* _DATASET RECORDS_
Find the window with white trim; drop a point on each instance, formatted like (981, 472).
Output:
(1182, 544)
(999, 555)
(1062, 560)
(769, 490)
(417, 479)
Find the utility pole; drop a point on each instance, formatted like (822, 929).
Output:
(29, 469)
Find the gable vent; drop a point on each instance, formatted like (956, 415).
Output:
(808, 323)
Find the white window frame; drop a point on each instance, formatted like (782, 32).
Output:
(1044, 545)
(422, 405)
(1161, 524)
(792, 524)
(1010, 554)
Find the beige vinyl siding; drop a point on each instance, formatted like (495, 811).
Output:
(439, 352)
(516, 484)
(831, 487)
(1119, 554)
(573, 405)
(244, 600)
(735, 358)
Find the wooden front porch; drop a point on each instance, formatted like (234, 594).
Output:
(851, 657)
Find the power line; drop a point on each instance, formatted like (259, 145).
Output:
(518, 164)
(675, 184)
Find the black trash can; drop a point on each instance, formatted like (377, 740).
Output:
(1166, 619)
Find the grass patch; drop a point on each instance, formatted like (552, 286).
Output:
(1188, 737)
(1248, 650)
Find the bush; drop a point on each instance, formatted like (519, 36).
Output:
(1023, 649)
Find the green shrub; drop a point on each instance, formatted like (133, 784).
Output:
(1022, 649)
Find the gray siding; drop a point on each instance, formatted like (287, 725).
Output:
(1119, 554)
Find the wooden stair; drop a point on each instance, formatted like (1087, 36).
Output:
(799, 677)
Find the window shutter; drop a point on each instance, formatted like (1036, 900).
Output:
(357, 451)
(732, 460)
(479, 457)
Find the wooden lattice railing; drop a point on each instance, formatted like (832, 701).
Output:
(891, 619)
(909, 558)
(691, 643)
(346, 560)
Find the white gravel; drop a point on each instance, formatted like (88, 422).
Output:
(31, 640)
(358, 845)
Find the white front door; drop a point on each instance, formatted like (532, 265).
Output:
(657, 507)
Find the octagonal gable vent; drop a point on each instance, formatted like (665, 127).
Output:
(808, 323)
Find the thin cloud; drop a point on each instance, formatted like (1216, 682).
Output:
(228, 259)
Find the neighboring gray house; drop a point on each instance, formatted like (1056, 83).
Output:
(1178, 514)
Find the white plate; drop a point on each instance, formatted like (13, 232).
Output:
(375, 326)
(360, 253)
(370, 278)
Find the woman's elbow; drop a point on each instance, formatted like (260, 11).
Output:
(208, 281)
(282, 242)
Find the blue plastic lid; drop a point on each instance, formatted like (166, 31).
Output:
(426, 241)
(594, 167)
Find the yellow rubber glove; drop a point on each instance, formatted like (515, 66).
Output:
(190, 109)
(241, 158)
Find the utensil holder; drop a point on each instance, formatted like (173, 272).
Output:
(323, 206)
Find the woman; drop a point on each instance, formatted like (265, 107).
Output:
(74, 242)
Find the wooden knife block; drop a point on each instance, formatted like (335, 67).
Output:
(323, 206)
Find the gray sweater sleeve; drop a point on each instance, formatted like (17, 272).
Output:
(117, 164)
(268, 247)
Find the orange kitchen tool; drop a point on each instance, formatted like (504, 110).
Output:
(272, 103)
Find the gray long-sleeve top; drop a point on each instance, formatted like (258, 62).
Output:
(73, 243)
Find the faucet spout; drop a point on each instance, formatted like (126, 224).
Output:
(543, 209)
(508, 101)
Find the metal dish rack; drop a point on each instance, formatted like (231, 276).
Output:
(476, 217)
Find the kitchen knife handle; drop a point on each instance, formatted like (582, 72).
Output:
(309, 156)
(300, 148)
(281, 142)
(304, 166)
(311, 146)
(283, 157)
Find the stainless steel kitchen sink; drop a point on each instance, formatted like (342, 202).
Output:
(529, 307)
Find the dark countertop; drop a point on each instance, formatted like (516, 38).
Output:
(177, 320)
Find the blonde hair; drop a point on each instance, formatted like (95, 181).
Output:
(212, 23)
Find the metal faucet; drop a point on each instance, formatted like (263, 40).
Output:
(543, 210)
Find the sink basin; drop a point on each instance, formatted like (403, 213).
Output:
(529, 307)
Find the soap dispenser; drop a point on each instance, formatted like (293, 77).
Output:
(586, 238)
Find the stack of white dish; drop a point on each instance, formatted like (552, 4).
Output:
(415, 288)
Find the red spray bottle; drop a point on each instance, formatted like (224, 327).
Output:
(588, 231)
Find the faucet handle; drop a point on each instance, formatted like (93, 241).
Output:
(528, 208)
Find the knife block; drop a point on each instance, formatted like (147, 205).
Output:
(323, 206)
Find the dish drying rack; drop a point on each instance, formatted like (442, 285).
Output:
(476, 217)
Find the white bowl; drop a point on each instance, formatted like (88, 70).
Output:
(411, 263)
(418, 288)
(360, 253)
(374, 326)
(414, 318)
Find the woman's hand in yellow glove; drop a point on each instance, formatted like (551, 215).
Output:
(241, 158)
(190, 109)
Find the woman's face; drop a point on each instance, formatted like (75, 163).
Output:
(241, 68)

* _ASSIGNED TASK_
When you reach the end of the data above, set it all down again unchanged.

* _TASK OUTPUT_
Find the window with white trim; drop a point on each instance, formatted like (981, 472).
Output:
(1182, 544)
(999, 555)
(1062, 560)
(769, 490)
(417, 479)
Find the utility pole; drop a point on each instance, formatted like (822, 929).
Output:
(29, 469)
Find the gable vent; drop a point on each instance, formatted like (956, 415).
Output:
(808, 323)
Find the white window frame; drop a point on each instance, formatted like (782, 32).
Output:
(1044, 545)
(422, 405)
(1161, 524)
(792, 524)
(1010, 554)
Find the beige vinyl siding; drop a point on each instance, formatted like (495, 811).
Output:
(439, 352)
(516, 484)
(831, 487)
(1119, 554)
(573, 405)
(244, 600)
(735, 358)
Find the wooden front porch; drop a point on each instance, formatted like (234, 594).
Output:
(851, 657)
Find the power line; drop a point on each instance, formatted like (259, 145).
Output:
(518, 164)
(675, 184)
Find the black trash can; drop a point on each instance, formatted like (377, 740).
Output:
(1166, 619)
Find the grass patch; drop a point on each instance, formatted like (552, 286).
Output:
(1188, 737)
(1248, 650)
Find the bush; drop a point on each instance, formatted like (519, 36).
Output:
(1023, 649)
Find the green shrub; drop a point on each instance, formatted like (133, 784).
Output:
(1022, 649)
Find the gray siding; drop a point on each instance, formatted like (287, 725).
Output:
(1119, 554)
Find the wooden stair; drop a point on each instance, formatted like (1087, 36).
Output:
(799, 677)
Find the window shutter; drop a point on each instance, formatted like (1036, 900).
Output:
(357, 451)
(732, 460)
(479, 457)
Find the wooden lattice railing; drop a point on each instance, formatted like (832, 701).
Output:
(891, 619)
(909, 558)
(691, 643)
(346, 560)
Find the white gravel; drop a point on each instance, formatted like (88, 422).
Output:
(31, 640)
(358, 845)
Find the white front door; drop a point on each instance, formatted like (532, 265).
Output:
(657, 507)
Find the octagonal gable vent; drop a point on each instance, formatted like (665, 127).
Output:
(808, 323)
Find the thin cloud; drop a point on each instance, formatted like (1216, 682).
Output:
(228, 259)
Find the neighboring gray house; drop a point on each instance, formatted like (1056, 83).
Output:
(1178, 514)
Find the white plate; drop a point on each instance, formatted like (13, 232).
Output:
(375, 326)
(360, 253)
(370, 278)
Find the woman's elbow; drop a point on each instance, formatted like (260, 11).
Output:
(208, 281)
(282, 242)
Find the blue plastic lid; drop a point on each instance, formatted like (166, 31).
Output:
(426, 241)
(594, 167)
Find the yellow rubber glove; drop a point on each instance, formatted like (515, 66).
Output:
(190, 109)
(241, 158)
Find the utensil holder; drop a point on each instance, formatted like (173, 272).
Output:
(323, 206)
Find the woman; drop a point on each instance, formatted like (265, 107).
Output:
(74, 242)
Find the wooden knife block; drop a point on each instance, formatted like (335, 67).
Output:
(323, 206)
Find the gray sweater sleeve; drop a point on each instance, formatted like (17, 272).
Output:
(117, 164)
(268, 247)
Find the orange kitchen tool; drop a point on each instance, formatted like (504, 110).
Output:
(272, 103)
Find the gray long-sleeve top; drop a point on each instance, formatted like (258, 62).
Output:
(73, 243)
Find the faucet spout; drop a point on each instance, formatted like (126, 224).
Output:
(543, 209)
(508, 101)
Find the metal dish rack; drop a point on each instance, formatted like (231, 276).
Output:
(476, 217)
Find the kitchen knife handle; drop a point on each instance, formatted like (582, 72).
Output:
(309, 156)
(300, 148)
(281, 142)
(304, 166)
(311, 146)
(283, 157)
Find the stainless steel kitchen sink; drop a point on each instance, formatted like (342, 202).
Output:
(529, 307)
Find the dark countertop; drop a point on each instance, formatted like (516, 38).
Output:
(177, 320)
Find the blonde hair; drop a point on each instance, formatted like (95, 181).
Output:
(212, 23)
Find the metal faucet; drop a point on each instance, formatted like (263, 40).
Output:
(543, 210)
Find the sink basin; drop a point on each instance, formatted like (403, 213).
Output:
(529, 307)
Find the soap dispenser; drop a point on each instance, formatted like (293, 77).
Output:
(586, 238)
Find the stack of white dish; drop a point on each instance, formatted like (552, 4).
Output:
(415, 288)
Find the red spray bottle; drop a point on each instance, formatted like (224, 327).
Output:
(588, 231)
Find the faucet handle; drop a point on each instance, formatted like (93, 241).
Output:
(528, 208)
Find the knife block; drop a point on each instance, formatted like (147, 205).
Output:
(323, 206)
Find the dish drying rack; drop a point on each instance, formatted like (442, 285).
Output:
(476, 217)
Find the white bowl; drop a point on each instance, formatted like (88, 70).
Output:
(411, 263)
(418, 288)
(360, 253)
(374, 326)
(414, 318)
Find the woman's hand in yellow glove; drop a point on each instance, formatted like (551, 215).
Output:
(241, 158)
(190, 109)
Find the woman's face; drop a point on each instance, formatted like (75, 163).
Output:
(241, 68)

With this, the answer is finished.